Start of Block
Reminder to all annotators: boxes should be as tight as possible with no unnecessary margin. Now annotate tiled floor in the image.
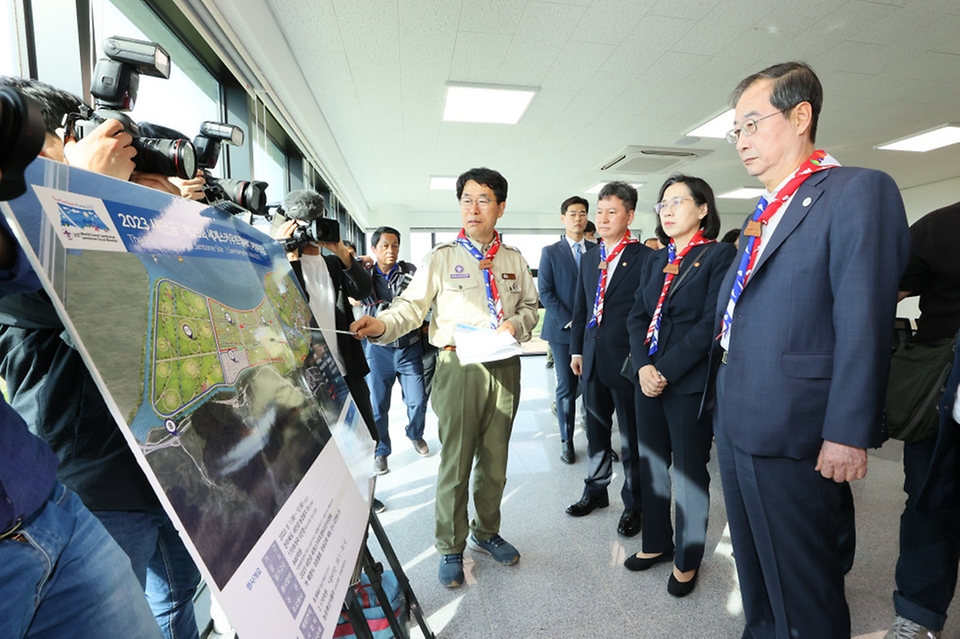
[367,355,960,639]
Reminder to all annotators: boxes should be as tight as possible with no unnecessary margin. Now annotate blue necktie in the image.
[573,242,582,269]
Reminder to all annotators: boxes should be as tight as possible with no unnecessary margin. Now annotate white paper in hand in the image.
[453,323,523,364]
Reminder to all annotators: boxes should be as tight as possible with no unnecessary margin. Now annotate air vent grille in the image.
[598,146,712,175]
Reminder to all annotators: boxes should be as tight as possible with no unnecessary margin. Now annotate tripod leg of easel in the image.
[343,587,376,639]
[361,547,407,638]
[368,511,436,639]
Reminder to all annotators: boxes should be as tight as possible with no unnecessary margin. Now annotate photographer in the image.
[274,190,378,444]
[0,76,200,639]
[0,84,163,638]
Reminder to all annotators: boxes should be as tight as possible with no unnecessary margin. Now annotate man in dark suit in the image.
[567,182,651,537]
[712,61,910,637]
[539,196,596,464]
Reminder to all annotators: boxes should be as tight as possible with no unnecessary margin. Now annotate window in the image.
[90,0,220,139]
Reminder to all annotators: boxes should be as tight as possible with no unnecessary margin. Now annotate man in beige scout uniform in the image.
[351,167,539,588]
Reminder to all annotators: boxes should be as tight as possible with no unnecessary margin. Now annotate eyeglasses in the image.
[654,196,694,214]
[725,111,783,145]
[459,196,494,210]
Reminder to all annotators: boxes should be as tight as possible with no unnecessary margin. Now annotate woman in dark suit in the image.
[623,174,736,597]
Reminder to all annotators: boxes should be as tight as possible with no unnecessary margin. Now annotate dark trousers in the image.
[421,340,438,403]
[365,341,427,458]
[583,372,641,511]
[549,340,579,443]
[893,435,960,631]
[714,366,849,639]
[346,373,378,443]
[635,391,713,572]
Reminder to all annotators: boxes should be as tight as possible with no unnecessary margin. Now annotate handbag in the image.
[885,336,956,442]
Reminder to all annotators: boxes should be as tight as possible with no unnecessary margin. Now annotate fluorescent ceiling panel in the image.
[429,176,458,190]
[584,182,644,194]
[718,187,766,199]
[877,124,960,152]
[442,85,537,124]
[687,109,736,139]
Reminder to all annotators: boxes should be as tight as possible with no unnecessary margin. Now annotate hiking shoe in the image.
[438,553,464,588]
[885,616,941,638]
[468,533,520,565]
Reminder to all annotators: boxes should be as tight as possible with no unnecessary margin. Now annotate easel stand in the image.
End of Block
◆ Work item: No picture belongs in the copy. Print every entry above exactly as it stands.

◆ Answer box:
Reminder to all annotators: boxes should be as tight as possible with no unnecessary margin. Now annotate tiled floor in the image.
[367,355,960,639]
Reminder to all annotators: boxes should be as tight as possible with no unnecessary margin. Now annotate blue necktie in the image.
[573,242,582,269]
Reminder to all annotators: boxes should be as tight as possible with no unnecessary margin. Now annotate white paper in hand in the image.
[453,323,523,364]
Reminder to all annotators: boxes should be as tight as possible with no unnecessary margin. Now annotate air vent grille in the image.
[598,146,712,175]
Reminder to all annotators: boxes should be as tight as possible with no unnecessary margin. Now annotate tripod leg of easel in the image.
[343,587,376,639]
[361,547,407,638]
[368,511,436,639]
Reminder to all annotators: boxes should be as tight as possible with no unnecessary margin. Now annotate photographer in the image.
[274,190,378,444]
[0,76,200,639]
[0,84,163,638]
Reminder to all annotators: boxes should be as tight as possible with no unnecessary margin. Now annotate man in dark suit in the image.
[567,182,651,537]
[712,61,910,637]
[539,196,596,464]
Reminder to all annotators: boxes should be as tight as possible with no unnecessary margin. Now annotate window in the image.
[90,0,220,139]
Reminder to all annotators: boxes should be as tight as possible with no unnecessary margin. Now annotate man in beige scout uniform in the image.
[351,167,539,588]
Reminder to all annotators: boxes should be as tight as possible with no unnecessary margin. Now annotate eyeglasses in the image.
[654,196,694,214]
[725,111,783,145]
[459,196,494,210]
Reminder to all annotators: boxes should be as tight as possible with no unnecessary margin. Now annotate woman in dark suit in the image.
[623,174,736,597]
Reminder to all annotators: boxes should be as tight as possible with no unnecessary margin. Now annotate dark trousers in the image.
[421,340,438,403]
[365,341,427,458]
[583,372,641,511]
[549,340,579,443]
[893,435,960,631]
[714,366,849,639]
[346,373,378,443]
[635,391,713,572]
Reminder to all annotators: boxes should be as tight as possible with no unnecessary margin. Now annotate handbag in the image.
[885,336,956,442]
Reminder to all annotators: boxes should be as tight as possible with no unnecessary margin. Now annotate fluorescent ceiling panel in the image.
[429,176,458,190]
[584,182,644,194]
[718,187,766,199]
[877,124,960,152]
[442,85,537,124]
[687,109,736,139]
Reminder to all annotators: boxes should be as tight as possible with no unnecessary margin. Now annotate hiking shoe in the image.
[438,553,464,588]
[885,616,941,638]
[468,533,520,565]
Reminder to all annotators: boxes should be as tight as possible with no unnecessary margin. Now annotate easel stand in the image.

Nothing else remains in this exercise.